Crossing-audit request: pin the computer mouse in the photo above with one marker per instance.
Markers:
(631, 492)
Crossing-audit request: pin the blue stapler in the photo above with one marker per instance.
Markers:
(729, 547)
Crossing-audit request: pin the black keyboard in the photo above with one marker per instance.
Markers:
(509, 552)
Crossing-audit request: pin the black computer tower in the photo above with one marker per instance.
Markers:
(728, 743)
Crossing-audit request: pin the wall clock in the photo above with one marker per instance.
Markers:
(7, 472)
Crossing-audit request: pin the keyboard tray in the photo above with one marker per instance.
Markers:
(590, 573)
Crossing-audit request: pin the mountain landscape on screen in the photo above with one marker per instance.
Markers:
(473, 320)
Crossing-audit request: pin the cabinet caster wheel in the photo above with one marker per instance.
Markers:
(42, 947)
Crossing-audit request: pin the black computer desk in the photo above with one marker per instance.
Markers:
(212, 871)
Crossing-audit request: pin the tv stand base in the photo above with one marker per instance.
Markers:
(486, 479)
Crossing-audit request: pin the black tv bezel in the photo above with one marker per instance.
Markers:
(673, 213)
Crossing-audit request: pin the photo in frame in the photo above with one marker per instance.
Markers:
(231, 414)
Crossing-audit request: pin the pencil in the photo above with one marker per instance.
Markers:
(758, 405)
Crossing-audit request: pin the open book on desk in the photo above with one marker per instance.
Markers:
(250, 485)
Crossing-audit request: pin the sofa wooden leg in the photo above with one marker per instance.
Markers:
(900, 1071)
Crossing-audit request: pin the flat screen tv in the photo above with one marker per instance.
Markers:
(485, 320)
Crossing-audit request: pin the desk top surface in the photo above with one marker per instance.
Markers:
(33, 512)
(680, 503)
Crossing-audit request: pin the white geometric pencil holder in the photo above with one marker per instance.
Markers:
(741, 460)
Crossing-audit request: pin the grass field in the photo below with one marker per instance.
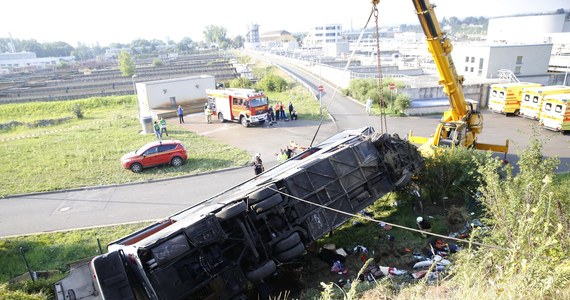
────────────────
Count up the lines above in which the word "screen" appears, and give nothing but that count.

2